Exercise task >> Reproduce the rows verbatim, starting at the line containing "Given this scan, where would you say the green" and ending at the line containing "[186,143,196,157]", with both of those lines included.
━━ Excerpted data ━━
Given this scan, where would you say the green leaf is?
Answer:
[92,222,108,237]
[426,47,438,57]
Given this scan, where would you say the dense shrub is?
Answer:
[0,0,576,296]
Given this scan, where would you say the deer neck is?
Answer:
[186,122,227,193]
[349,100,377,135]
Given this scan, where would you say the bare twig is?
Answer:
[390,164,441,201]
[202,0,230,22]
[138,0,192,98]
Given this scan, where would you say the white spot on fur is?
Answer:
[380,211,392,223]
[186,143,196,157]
━━━
━━ Excerpted data ━━
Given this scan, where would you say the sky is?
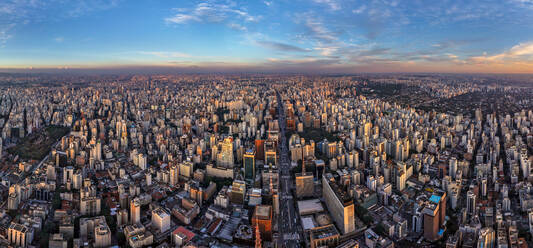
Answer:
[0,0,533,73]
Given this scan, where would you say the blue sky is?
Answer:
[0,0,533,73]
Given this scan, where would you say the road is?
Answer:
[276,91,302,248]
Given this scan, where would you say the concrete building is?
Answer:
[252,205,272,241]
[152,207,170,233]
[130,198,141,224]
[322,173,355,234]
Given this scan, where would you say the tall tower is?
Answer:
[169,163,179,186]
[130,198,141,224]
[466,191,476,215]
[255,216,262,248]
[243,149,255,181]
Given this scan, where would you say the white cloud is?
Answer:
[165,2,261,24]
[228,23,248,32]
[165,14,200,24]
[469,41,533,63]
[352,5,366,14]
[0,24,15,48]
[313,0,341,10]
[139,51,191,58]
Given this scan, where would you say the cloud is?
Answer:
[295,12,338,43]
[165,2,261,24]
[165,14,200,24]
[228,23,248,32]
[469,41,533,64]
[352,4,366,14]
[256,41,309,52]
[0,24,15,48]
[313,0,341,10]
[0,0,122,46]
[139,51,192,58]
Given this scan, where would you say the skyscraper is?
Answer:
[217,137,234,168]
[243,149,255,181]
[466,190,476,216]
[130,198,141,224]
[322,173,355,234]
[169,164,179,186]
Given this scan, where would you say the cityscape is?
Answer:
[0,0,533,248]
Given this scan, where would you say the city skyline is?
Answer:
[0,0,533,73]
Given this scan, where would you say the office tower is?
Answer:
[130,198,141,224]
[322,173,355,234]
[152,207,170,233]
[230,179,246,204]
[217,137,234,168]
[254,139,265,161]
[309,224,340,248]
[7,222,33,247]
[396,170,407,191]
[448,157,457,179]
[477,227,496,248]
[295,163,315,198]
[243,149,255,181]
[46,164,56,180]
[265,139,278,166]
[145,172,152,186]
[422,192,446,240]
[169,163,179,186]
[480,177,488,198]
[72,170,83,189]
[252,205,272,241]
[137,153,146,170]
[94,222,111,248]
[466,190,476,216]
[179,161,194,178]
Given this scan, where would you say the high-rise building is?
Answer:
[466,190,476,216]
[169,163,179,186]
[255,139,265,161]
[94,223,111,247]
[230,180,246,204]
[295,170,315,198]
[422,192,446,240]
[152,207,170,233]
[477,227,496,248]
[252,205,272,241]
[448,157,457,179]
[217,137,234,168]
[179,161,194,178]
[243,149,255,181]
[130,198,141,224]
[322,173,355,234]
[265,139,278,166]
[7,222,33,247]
━━━
Answer in full >>
Given this scan, where would you say the green leaf is?
Answer:
[92,222,108,237]
[426,47,438,57]
Given this scan, where would you say the dense shrub is?
Answer:
[0,0,576,296]
Given this scan, where would you say the deer neck is?
Answer:
[186,122,227,193]
[349,100,377,135]
Given this scan, where would you say the bare twig is?
Answer:
[390,164,441,201]
[202,0,230,22]
[138,0,192,98]
Given this scan, where would you say the white spot on fur is?
Answer:
[380,211,392,223]
[186,143,196,157]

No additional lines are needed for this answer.